**Instrucciones de trabajo**
**a)** Reescribe el texto sobre la vida como peregrinación desde "Cuando recitamos el" hasta "la muerte física.", cambiando "Credo" por "Símbolo de los Apóstoles".
**b)** Según el texto sobre la vida como peregrinación, ¿qué confesamos cuando recitamos el Credo?
**c)** Sigue escribiendo el texto sobre la vida como peregrinación a partir de su última oración.

**Texto extraído**
╔══
En lo largo de la vida, todos hacemos proyectos que, con alguna frecuencia, nos obligan a salir de casa y a ponernos en camino para la realización de los mismos. En estos casos, aunque disfrutemos de la contemplación del paisaje y del afecto de las personas que encontramos en el recorrido, lo prioritario es llegar a la meta con el fin de alcanzar los objetivos que nos habíamos propuesto.
Esta experiencia de la vida ordinaria nos cuesta trasladarla a nuestra vida espiritual y, sin embargo, es necesario hacerlo. En ocasiones corremos el riesgo de ver la vida en este mundo como lo único importante y como una verdadera meta en sí misma. Sin embargo, la contemplación de la enfermedad o de la muerte de los amigos y de las personas queridas nos hace tomar conciencia de que estamos de paso, de que somos peregrinos. Las distintas etapas de este viaje son las que nos van preparando y conduciendo hacia la meta de la vida eterna con Dios.
Ciertamente, hemos de disfrutar de las alegrías del viaje, afrontar las dificultades del itinerario y comprometernos en la construcción de un mundo más justo y más fraterno, pero no debemos olvidar nunca que nuestro último destino no es esta vida, sino la participación de los cielos nuevos y de la tierra nueva que Dios nos tiene preparados después del paso consciente, creyente y responsable por este mundo.
Cuando recitamos el Credo, confesamos nuestra fe en la vida eterna, es decir, manifestamos que esperamos ese encuentro con Jesucristo en el que ya no habrá llanto ni luto ni dolor. Pero, a pesar de esta confesión de fe, nos cuesta testimoniar nuestra confianza en la vida eterna. En ocasiones, nos da miedo reconocer ante los demás que la fe cristiana, además de ayudarnos a confiar en el Señor durante nuestro caminar por este mundo, nos anima a esperar confiadamente en el más allá de la muerte física.
╚══
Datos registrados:
╔══
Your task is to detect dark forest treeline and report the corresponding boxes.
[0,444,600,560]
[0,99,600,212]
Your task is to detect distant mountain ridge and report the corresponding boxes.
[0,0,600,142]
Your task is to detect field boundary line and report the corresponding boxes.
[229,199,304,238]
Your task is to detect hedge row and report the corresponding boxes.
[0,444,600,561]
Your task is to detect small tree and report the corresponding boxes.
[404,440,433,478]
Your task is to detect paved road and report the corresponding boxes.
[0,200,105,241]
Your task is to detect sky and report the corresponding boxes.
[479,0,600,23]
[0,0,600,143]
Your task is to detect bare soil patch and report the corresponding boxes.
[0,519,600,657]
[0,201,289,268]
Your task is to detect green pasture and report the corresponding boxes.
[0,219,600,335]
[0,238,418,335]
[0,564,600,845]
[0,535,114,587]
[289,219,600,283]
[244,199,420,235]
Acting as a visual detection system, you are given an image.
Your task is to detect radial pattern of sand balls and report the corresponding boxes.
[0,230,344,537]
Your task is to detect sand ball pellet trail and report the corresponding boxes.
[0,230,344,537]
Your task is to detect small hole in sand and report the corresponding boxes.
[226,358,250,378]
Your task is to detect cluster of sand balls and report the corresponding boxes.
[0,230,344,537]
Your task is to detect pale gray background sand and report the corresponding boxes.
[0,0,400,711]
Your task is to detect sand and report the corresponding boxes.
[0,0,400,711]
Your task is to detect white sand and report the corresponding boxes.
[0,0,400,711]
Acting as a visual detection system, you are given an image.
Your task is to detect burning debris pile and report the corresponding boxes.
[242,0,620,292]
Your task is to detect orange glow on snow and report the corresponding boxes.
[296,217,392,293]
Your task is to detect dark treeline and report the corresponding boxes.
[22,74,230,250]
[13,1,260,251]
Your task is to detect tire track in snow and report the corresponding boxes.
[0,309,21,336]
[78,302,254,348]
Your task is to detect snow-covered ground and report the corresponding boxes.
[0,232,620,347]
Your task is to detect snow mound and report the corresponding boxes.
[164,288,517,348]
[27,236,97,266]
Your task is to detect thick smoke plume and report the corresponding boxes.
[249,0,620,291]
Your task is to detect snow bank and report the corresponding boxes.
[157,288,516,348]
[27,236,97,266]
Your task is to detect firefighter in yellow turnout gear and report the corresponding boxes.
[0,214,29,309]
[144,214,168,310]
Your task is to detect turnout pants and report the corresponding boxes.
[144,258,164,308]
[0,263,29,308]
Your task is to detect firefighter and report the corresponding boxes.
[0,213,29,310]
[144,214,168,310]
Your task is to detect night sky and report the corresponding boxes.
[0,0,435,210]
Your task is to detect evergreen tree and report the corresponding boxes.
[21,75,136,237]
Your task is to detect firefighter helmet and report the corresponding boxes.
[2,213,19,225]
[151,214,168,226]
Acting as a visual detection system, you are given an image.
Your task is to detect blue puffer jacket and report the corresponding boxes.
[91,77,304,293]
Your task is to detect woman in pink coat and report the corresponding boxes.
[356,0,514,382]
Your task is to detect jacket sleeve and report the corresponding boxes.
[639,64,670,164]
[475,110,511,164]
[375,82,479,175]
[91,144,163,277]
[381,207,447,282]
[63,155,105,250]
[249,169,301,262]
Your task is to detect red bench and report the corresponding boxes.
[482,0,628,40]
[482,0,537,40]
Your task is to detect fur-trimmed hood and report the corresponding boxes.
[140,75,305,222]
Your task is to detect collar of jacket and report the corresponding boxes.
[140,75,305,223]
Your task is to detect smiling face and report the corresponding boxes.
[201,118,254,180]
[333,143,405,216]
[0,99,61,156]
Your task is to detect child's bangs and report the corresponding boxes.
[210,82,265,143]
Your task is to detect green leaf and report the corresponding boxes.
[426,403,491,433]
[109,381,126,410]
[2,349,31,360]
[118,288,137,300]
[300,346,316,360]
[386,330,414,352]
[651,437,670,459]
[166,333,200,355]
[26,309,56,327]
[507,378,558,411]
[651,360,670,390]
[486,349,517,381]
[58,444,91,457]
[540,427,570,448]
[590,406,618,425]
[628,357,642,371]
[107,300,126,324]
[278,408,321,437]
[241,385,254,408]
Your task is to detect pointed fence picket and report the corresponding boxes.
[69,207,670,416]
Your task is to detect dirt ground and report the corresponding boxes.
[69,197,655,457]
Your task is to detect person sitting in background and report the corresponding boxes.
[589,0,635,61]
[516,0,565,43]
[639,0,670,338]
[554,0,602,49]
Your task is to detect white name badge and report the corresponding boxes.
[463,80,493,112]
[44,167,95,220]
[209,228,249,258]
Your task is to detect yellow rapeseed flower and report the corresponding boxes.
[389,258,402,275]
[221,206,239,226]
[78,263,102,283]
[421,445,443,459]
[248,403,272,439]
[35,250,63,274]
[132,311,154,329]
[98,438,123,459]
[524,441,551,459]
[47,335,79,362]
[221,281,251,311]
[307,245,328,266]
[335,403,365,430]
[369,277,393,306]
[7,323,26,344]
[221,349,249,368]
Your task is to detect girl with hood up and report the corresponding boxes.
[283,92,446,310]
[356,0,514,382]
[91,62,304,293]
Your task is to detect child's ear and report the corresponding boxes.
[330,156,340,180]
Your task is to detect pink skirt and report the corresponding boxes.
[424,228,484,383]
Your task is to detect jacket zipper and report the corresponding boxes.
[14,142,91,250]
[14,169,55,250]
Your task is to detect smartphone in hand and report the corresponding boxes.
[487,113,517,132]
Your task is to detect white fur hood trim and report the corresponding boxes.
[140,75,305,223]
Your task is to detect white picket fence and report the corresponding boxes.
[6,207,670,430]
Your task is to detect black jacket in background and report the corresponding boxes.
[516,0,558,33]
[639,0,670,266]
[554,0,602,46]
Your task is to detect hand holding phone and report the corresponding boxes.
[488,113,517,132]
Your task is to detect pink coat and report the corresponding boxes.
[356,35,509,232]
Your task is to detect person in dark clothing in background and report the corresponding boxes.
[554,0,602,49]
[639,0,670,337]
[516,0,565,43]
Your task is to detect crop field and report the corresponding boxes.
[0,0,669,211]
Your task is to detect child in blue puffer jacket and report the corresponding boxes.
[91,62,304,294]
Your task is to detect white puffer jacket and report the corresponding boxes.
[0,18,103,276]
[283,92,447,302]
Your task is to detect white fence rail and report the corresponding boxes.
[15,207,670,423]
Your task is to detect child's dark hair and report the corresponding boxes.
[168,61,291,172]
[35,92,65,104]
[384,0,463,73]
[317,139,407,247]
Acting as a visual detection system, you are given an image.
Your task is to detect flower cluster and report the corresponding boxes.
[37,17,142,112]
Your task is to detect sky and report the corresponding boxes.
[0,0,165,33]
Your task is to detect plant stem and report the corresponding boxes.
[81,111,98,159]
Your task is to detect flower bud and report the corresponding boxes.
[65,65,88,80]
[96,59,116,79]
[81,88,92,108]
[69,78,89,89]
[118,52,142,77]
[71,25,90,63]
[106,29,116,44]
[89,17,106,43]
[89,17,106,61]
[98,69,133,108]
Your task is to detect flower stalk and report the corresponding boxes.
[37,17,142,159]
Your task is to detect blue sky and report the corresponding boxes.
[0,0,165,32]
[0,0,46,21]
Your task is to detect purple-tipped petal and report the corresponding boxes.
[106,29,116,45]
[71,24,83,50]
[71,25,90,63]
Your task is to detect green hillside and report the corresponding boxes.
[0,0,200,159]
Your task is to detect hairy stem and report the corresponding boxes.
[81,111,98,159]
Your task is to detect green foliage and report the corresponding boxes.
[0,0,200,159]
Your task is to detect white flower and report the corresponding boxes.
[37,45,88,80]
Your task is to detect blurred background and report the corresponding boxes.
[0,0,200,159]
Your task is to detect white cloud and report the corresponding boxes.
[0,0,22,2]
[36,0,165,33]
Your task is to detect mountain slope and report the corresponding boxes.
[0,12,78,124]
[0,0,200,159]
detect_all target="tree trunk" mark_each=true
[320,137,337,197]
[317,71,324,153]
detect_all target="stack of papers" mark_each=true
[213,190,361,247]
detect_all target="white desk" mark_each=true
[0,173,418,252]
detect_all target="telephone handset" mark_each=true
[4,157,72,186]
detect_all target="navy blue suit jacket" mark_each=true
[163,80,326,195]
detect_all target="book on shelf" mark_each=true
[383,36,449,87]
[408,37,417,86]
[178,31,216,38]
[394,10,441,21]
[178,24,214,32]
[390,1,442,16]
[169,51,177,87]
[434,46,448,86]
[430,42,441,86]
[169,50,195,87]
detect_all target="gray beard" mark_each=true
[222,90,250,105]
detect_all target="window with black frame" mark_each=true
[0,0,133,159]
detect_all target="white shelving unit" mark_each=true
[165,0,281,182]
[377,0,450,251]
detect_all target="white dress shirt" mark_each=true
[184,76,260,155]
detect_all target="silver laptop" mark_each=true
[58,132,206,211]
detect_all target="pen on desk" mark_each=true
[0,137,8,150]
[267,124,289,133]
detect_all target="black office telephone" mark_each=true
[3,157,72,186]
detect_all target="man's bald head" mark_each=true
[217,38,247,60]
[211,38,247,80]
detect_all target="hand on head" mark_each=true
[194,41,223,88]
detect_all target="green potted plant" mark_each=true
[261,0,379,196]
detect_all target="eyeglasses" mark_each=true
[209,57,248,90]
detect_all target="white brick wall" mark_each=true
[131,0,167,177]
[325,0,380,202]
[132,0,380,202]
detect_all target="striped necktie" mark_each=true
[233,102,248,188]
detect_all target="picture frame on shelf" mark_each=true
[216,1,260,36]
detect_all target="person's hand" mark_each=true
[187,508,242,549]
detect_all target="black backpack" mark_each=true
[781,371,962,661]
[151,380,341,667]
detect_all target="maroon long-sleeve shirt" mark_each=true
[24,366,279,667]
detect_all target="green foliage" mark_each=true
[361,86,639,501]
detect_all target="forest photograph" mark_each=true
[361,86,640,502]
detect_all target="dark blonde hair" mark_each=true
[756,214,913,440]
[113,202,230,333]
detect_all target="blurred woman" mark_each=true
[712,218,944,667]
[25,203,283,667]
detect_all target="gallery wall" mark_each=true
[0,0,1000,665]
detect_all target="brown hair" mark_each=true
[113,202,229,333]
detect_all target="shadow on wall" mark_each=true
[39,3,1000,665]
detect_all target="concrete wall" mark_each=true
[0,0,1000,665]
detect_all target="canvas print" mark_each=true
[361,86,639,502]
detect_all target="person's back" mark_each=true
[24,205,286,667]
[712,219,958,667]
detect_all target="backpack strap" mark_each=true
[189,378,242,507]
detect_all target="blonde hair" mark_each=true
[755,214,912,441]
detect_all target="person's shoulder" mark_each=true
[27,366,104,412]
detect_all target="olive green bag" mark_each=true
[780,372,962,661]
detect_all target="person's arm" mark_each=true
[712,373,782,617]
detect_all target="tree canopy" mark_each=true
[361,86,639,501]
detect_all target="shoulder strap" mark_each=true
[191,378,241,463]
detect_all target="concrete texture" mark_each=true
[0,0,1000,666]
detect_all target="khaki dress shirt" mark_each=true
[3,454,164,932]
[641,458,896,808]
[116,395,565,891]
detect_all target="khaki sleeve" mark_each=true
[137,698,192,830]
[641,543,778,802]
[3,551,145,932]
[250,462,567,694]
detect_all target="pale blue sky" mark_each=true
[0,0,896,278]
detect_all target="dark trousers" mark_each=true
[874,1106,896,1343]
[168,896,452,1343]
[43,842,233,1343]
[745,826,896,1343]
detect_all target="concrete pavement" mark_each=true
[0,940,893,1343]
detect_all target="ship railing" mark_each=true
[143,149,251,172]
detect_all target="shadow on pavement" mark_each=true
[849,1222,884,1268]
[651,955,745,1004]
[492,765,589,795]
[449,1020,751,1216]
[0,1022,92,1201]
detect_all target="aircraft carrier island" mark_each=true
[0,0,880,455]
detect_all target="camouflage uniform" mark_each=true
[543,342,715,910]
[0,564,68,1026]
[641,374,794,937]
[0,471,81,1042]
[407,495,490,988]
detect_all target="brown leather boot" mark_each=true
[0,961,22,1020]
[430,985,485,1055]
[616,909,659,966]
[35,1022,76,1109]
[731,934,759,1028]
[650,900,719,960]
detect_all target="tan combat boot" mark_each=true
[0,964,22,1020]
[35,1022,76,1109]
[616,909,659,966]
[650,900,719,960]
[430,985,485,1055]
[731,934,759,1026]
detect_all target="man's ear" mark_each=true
╚══
**Respuestas numeradas**
**a)**
Cuando recitamos el Símbolo de los Apóstoles, confesamos nuestra fe en la vida eterna, es decir, manifestamos que esperamos ese encuentro con Jesucristo en el que ya no habrá llanto ni luto ni dolor. Pero, a pesar de esta confesión de fe, nos cuesta testimoniar nuestra confianza en la vida eterna. En ocasiones, nos da miedo reconocer ante los demás que la fe cristiana, además de ayudarnos a confiar en el Señor durante nuestro caminar por este mundo, nos anima a esperar confiadamente en el más allá de la muerte física.

**b)** Confesamos nuestra fe en la vida eterna.

**c)**
A pesar de que muchas veces en la vida hemos meditado que Dios cuida de nosotros, nos sostiene en el camino, nos ilumina con su Palabra y nos alimenta con su Cuerpo, en ocasiones nos resulta costoso vivir la unión con Dios, confiar en sus promesas y participar de su felicidad. Esto nos hace ver que necesitamos profundizar en la eternidad de Dios y en la nuestra, viviendo con Él y en Él.
El Concilio Vaticano II nos recuerda que “cuando falta ese fundamento divino y esa esperanza de la vida eterna, la dignidad humana sufre lesiones gravísimas –es lo que hoy con frecuencia sucede-, y los enigmas de la vida y de la muerte, de la culpa y del dolor, quedan sin solucionar, llevando no raramente al hombre a la desesperación” (LG 21).
Creer en la vida eterna no sólo nos permite esperar en el más allá de la muerte, sino ver con luz nueva las realidades del sufrimiento, de la muerte y del dolor durante nuestro paso por el mundo. Si no queremos experimentar constantes frustraciones, debemos poner nuestra esperanza en Dios y no dejarnos absorber por las cosas materiales. Los sacramentos y, especialmente la Eucaristía, que es alimento de vida eterna, nos permiten vivir la comunión con Dios, esperando poseerla un día en plenitud.